◆ DOCUMENT SECTION

= = = =

This isn’t a seasonal fluctuation or statistical footnote. It’s a strategic failure with long-term consequences.

Black women have long been a cornerstone of America’s economic engine—driving participation, powering key industries, and anchoring family incomes. Now, that foundation is fracturing. And the fallout is more than short-term—it’s a direct threat to corporate succession planning, innovation, and growth. The U.S. economy has always depended on Black women’s labor. In fact, no group of women in America has historically had higher labor force participation than Black women. Yet today, we’re watching them disappear from the workforce at an alarming rate—with little alarm and even less intervention.

The consequence? A corporate succession crisis in slow motion. Because when companies lose Black women today, they aren’t just losing high-performing contributors—they’re forfeiting the very leaders their future stability depends on.

The leadership cliff Is getting steeper

In 2025, Black women account for approximately 6.4% of the U.S. workforce. But they make up just 0.4% of Fortune 500 CEOs.

That’s not a representation gap. That’s a pipeline collapse.

And the exits we’re witnessing this year threaten to push that collapse into freefall. Between February and June 2025, Black women’s labor force participation dropped by 1.8 percentage points—a decline that translates to an estimated $37.2 billion in lost GDP. In February alone, Black women lost 266,000—the sharpest decline of any demographic that month.

If we’re serious about building inclusive leadership, that number should set off alarms in every boardroom in America.

Because companies cannot diversify the C-suite with talent that’s no longer in the building.

This isn’t a theoretical concern. Today’s middle managers are tomorrow’s senior vice presidents. Today’s directors become future CEOs. And the current rate of attrition is effectively erasing Black women from that trajectory before they even reach the inflection point.

What’s driving the exodus—and why it’s compounding

The reasons Black women are leaving the workforce aren’t mysterious. They’re measurable, structural, and cumulative.

1. Disinvestment in DEI is acting like a demand signal. After years of progress (however incremental), 2025 is the year many companies quietly reversed course. DEI programs were deprioritized or dismantled. Corporate partnerships with Black-led organizations were paused or cut entirely. In the public sector, Black women in federal employment declined by nearly 33%, compared to just a 3.7% drop in the broader federal government workforce. When inclusion becomes optional, Black women read between the lines: you’re not wanted here.

2. Black women are bearing the brunt of layoffs—again. In sectors like education, government, and healthcare, Black women are overrepresented in roles most vulnerable to cuts and underrepresented in roles most likely to be protected. April’s jobs report showed this clearly. These aren’t just job losses—they’re career disruptions. And in a system that rewards uninterrupted tenure, they stall upward mobility.

3. The psychological toll of bias and burnout is accelerating exit velocity. Black women face some of the highest rates of bias, isolation, and microaggressions in the workplace. Many have described being “worn out from discrimination in corporate America,” a key reason why Black women are increasingly choosing entrepreneurship—not as a passion project, but as a survival strategy.

4. Structural inflexibility is forcing unnecessary trade-offs.

= = = =

Coordinate labeling data:
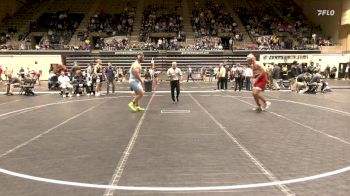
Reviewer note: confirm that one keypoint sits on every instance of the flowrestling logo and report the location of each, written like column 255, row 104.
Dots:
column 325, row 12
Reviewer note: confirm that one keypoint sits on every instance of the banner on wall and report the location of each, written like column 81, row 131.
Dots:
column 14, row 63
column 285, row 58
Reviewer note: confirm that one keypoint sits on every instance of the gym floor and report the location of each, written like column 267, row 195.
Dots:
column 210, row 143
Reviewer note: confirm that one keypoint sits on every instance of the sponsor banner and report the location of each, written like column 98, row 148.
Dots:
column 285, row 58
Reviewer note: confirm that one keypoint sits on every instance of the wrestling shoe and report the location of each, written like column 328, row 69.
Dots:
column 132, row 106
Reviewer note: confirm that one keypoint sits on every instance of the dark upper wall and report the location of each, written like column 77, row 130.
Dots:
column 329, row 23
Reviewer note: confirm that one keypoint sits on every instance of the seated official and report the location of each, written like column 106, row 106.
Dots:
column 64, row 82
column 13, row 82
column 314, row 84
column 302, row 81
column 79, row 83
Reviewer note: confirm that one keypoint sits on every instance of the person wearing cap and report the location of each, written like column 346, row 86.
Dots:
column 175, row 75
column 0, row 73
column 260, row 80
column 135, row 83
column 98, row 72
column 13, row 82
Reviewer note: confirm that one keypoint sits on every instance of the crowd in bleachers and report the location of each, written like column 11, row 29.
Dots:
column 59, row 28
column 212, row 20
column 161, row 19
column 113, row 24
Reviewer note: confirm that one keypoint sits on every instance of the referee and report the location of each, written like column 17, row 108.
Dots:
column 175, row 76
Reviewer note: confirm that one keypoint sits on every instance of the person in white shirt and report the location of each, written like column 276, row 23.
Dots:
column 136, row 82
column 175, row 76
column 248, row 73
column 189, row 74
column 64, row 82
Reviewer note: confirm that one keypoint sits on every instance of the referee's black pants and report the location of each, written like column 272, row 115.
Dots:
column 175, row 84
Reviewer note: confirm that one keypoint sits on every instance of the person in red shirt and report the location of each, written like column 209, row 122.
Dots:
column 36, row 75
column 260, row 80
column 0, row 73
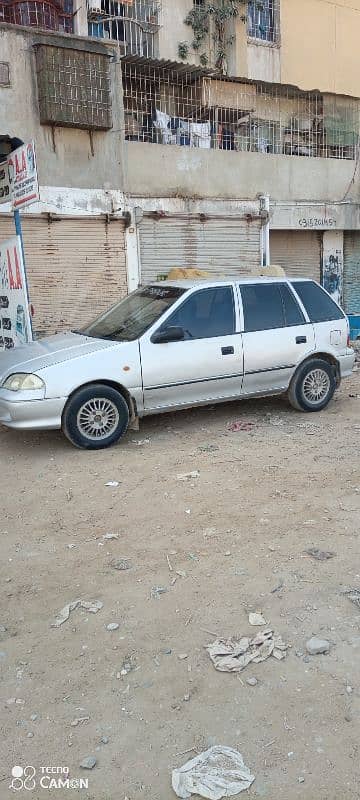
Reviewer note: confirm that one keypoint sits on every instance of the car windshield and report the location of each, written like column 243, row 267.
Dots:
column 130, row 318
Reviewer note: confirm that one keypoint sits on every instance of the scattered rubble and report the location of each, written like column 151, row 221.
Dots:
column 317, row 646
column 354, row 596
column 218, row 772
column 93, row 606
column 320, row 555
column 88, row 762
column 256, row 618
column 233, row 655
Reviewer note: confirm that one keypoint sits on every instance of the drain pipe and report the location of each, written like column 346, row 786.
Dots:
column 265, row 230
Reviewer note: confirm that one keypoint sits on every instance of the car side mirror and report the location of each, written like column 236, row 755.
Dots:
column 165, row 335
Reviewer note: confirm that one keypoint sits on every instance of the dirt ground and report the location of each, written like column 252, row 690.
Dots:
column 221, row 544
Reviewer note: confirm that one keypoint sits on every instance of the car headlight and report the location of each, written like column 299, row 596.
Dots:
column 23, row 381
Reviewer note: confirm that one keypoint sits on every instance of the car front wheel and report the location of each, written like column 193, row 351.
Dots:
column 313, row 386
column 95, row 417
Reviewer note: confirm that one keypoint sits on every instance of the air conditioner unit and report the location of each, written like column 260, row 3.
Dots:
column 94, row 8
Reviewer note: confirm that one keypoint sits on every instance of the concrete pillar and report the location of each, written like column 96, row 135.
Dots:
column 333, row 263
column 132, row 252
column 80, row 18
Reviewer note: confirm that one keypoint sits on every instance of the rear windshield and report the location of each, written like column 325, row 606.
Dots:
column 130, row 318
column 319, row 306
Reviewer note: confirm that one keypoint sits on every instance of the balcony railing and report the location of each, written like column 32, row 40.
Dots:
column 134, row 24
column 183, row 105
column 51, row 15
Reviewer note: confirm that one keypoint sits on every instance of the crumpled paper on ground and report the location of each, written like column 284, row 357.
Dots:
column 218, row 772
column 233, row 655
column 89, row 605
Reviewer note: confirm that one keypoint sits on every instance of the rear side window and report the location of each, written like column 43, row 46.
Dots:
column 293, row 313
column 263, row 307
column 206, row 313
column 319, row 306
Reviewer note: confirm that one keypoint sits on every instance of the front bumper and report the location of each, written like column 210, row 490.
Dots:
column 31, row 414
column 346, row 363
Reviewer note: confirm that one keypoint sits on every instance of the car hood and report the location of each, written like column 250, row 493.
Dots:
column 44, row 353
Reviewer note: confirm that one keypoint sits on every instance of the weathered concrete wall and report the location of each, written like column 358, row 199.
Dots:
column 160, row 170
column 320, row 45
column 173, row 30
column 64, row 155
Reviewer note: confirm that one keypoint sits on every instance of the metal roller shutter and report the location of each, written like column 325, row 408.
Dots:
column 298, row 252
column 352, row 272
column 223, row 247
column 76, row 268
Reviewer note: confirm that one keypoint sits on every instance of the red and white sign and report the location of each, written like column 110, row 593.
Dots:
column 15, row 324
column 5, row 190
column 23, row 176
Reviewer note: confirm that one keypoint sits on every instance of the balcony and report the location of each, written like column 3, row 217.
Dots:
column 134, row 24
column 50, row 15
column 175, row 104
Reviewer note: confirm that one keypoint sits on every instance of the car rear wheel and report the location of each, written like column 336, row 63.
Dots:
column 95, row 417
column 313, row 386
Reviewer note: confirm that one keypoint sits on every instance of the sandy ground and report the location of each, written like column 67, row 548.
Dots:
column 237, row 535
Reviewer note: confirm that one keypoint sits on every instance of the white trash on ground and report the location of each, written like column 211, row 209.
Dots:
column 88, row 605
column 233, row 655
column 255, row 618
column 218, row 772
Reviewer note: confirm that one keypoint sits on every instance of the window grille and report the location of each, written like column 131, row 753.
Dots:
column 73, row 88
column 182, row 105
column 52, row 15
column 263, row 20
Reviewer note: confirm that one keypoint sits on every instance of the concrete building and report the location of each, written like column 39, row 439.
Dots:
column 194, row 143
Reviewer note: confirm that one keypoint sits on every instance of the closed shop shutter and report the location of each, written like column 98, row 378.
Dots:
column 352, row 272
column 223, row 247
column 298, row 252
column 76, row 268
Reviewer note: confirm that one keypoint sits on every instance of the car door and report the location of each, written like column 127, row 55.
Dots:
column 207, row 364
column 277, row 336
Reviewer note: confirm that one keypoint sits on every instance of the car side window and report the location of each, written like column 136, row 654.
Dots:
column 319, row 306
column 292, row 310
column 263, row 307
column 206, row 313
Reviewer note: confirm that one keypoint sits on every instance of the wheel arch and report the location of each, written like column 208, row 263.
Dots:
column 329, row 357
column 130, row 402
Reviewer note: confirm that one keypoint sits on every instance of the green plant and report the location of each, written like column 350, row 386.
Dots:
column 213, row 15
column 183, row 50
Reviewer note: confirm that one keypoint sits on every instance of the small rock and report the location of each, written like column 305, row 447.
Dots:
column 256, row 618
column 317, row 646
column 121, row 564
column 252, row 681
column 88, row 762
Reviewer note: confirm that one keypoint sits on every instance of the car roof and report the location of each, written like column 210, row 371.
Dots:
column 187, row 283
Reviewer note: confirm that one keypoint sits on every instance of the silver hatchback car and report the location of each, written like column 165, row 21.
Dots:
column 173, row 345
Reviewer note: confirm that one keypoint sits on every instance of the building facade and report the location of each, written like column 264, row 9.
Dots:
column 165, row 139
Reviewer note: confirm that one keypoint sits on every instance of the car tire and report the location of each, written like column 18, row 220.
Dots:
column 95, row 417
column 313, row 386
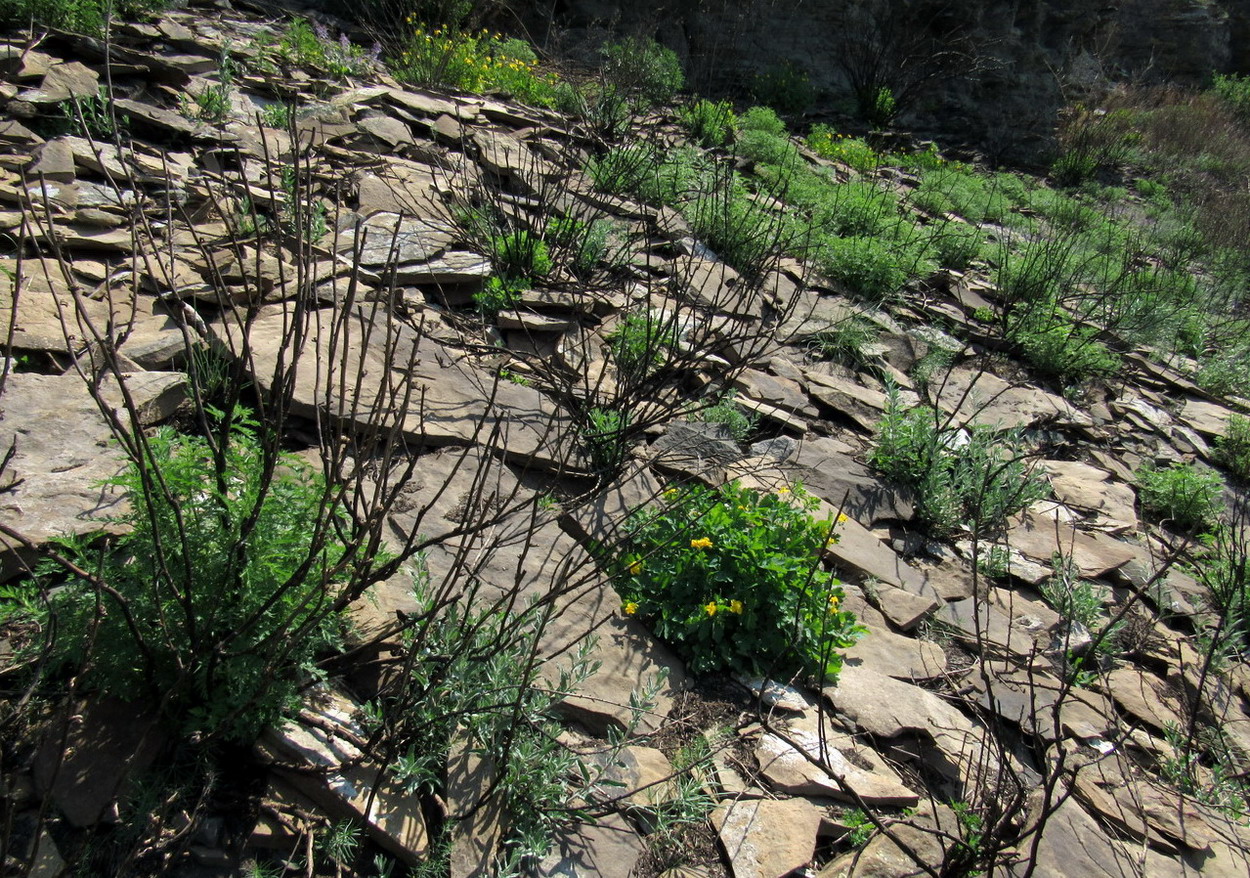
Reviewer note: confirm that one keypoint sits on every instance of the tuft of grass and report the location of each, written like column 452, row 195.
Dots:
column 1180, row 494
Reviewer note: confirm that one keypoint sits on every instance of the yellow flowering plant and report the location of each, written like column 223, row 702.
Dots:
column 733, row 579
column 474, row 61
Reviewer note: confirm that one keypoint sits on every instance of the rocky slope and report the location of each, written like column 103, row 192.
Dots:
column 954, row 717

= = = =

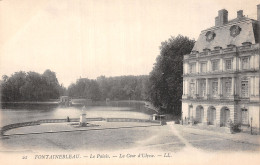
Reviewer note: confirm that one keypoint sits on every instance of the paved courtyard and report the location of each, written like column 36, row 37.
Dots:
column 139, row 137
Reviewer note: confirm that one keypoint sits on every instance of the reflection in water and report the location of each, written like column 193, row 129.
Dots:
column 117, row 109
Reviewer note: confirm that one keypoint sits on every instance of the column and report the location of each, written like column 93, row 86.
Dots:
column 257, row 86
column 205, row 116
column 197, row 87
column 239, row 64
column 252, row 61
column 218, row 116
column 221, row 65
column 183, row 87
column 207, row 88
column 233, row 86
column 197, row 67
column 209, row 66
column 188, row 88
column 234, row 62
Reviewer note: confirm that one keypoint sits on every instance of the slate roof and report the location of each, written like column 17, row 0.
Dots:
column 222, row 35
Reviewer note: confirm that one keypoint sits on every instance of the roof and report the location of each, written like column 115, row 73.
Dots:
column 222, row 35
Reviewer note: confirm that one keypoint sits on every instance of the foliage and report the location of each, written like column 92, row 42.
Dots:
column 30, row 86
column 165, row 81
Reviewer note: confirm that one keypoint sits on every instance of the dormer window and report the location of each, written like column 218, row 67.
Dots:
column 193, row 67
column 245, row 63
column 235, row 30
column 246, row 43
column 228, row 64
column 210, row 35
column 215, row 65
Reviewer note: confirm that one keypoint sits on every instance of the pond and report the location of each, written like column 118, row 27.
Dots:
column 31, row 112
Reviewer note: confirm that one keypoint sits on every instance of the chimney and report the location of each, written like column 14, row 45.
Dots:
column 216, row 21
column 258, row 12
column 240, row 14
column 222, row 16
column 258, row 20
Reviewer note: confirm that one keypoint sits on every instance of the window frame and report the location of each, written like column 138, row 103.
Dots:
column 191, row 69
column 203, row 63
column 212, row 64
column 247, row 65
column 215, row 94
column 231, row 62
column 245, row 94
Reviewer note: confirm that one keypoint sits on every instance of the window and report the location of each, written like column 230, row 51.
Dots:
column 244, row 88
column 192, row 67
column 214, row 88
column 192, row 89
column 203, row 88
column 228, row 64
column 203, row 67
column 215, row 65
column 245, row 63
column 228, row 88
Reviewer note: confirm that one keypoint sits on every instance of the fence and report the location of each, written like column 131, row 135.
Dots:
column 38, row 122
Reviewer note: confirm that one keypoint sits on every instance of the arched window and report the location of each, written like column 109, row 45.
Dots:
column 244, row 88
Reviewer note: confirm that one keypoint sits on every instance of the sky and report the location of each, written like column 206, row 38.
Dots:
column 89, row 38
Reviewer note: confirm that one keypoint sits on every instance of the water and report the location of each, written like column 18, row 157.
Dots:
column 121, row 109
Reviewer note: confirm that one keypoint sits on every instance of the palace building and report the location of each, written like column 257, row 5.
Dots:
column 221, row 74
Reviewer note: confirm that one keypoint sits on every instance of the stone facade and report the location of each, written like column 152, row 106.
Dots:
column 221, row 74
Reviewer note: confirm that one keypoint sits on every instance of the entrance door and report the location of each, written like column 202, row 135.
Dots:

= = = =

◆ PROBLEMS TO SOLVE
1. Update the rows from the line holding "98, row 148." through the line holding "column 329, row 23", inclusive, by swapping each "keypoint" for "marker", and give back only those lines.
2. Take the article on Black women leaving the U.S. workforce further, picking up right after its last sentence.

◆ RESULTS OF THE TASKS
1.
Reviewer note: confirm that one marker sits on every instance of the sponsor banner and report the location of each, written like column 98, row 148.
Dots:
column 285, row 58
Reviewer note: confirm that one marker sits on every instance of the wrestling shoe and report the location of each, written like column 328, row 69.
Dots:
column 132, row 106
Reviewer note: confirm that one marker sits on every instance of the dark upper wall and report the location of each, written like column 77, row 130.
Dots:
column 329, row 23

2.
More than 51% of Black households with children under 18 are led by breadwinner moms, yet these women earn just 44 cents for every dollar paid to white breadwinner dads. Black women are overrepresented in rigid, low-wage occupations—like home health aide and administrative support—that lack paid leave, schedule flexibility, and caregiving support. As a result, they face impossible trade-offs: they’re more likely than white women to be penalized professionally for caregiving despite being equally ambitious in their careers.

5. Political backlash has made equity itself a liability.

The politicization of DEI has created a chilling effect across sectors. In 2025, companies that once made public commitments to racial justice are staying quiet—or backpedaling. At Walmart, shareholders warned that abandoning equity programs could “erode long-term value.” The cost of retreat isn’t just reputational. It’s financial.

The cost of corporate complacency

Let’s be clear: this is not just a diversity problem. This is a productivity, profitability, and performance problem.

The exodus of Black women from the workforce is draining companies of essential talent, perspective, and leadership potential. It’s also leaving money on the table—lots of it.

Consider this:

Closing the earnings gap for Black women could generate an additional $300 billion in U.S. GDP and create 1.2 million jobs.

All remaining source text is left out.